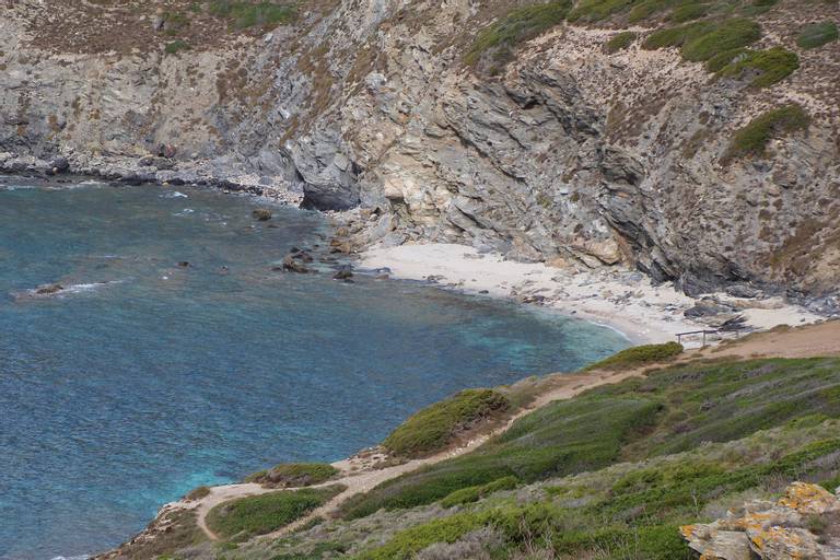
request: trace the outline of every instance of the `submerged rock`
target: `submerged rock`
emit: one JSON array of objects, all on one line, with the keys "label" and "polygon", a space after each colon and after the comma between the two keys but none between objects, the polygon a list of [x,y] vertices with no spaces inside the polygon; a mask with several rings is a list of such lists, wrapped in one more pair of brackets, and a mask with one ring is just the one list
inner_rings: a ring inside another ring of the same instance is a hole
[{"label": "submerged rock", "polygon": [[352,277],[353,269],[349,265],[341,267],[335,275],[332,275],[335,280],[347,280]]},{"label": "submerged rock", "polygon": [[54,295],[65,289],[61,284],[42,285],[35,290],[36,295]]},{"label": "submerged rock", "polygon": [[294,254],[289,254],[283,258],[283,270],[288,272],[299,272],[305,275],[310,271],[306,266],[295,258]]},{"label": "submerged rock", "polygon": [[257,208],[250,213],[250,215],[253,215],[255,220],[267,222],[271,219],[271,210],[268,208]]}]

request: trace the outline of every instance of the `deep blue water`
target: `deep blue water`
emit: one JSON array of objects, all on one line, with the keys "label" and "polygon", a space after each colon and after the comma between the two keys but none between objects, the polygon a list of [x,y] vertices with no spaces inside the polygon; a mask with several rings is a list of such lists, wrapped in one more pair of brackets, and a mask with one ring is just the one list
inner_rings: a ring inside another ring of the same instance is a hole
[{"label": "deep blue water", "polygon": [[[335,460],[460,388],[627,345],[418,283],[271,271],[324,243],[314,213],[269,228],[219,192],[2,180],[0,559],[107,549],[199,485]],[[51,282],[68,292],[18,298]]]}]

________________________________________

- What to work on: Change "trace the outline of" to "draw a polygon around" everywhere it occurs in these lines, and give the lines back with nothing else altered. Leave the pictures out.

- Task response:
request: draw a polygon around every instance of the `submerged rock`
target: `submerged rock`
emit: one JSON array of objects, all on one line, with the keys "label" and "polygon", a space after each colon and after the comma between the two keys but none between objects, the polygon a list of [x,y] vertices with no spaces inside the polygon; a mask with several rings is a list of such lists, wrapped in one more pair of brackets, and a mask with one ring is just the one list
inner_rings: a ring inside another ring of the same instance is a hole
[{"label": "submerged rock", "polygon": [[352,277],[353,269],[349,265],[341,267],[335,275],[332,275],[335,280],[347,280]]},{"label": "submerged rock", "polygon": [[54,295],[65,289],[61,284],[42,285],[35,290],[36,295]]},{"label": "submerged rock", "polygon": [[294,254],[289,254],[283,258],[283,270],[288,272],[299,272],[305,275],[310,271],[306,266],[295,258]]},{"label": "submerged rock", "polygon": [[257,208],[250,213],[250,215],[253,215],[255,220],[267,222],[271,219],[271,210],[268,208]]}]

request: draw a polygon around every instance of the `deep blue water`
target: `deep blue water`
emit: one JSON array of objects, all on one line, with the keys "label" and "polygon", a space after each colon and after the comma between the two keys but none between objects, the polygon a list of [x,y] vertices with no spaces inside the polygon; a mask with several rings is a list of such lists, wrapped in one more pair of brackets, and a mask with one ring is just the one list
inner_rings: a ring inside another ring of the same instance is a hole
[{"label": "deep blue water", "polygon": [[[335,460],[460,388],[627,345],[418,283],[271,271],[324,243],[314,213],[269,228],[219,192],[2,180],[0,559],[107,549],[199,485]],[[51,282],[68,292],[18,298]]]}]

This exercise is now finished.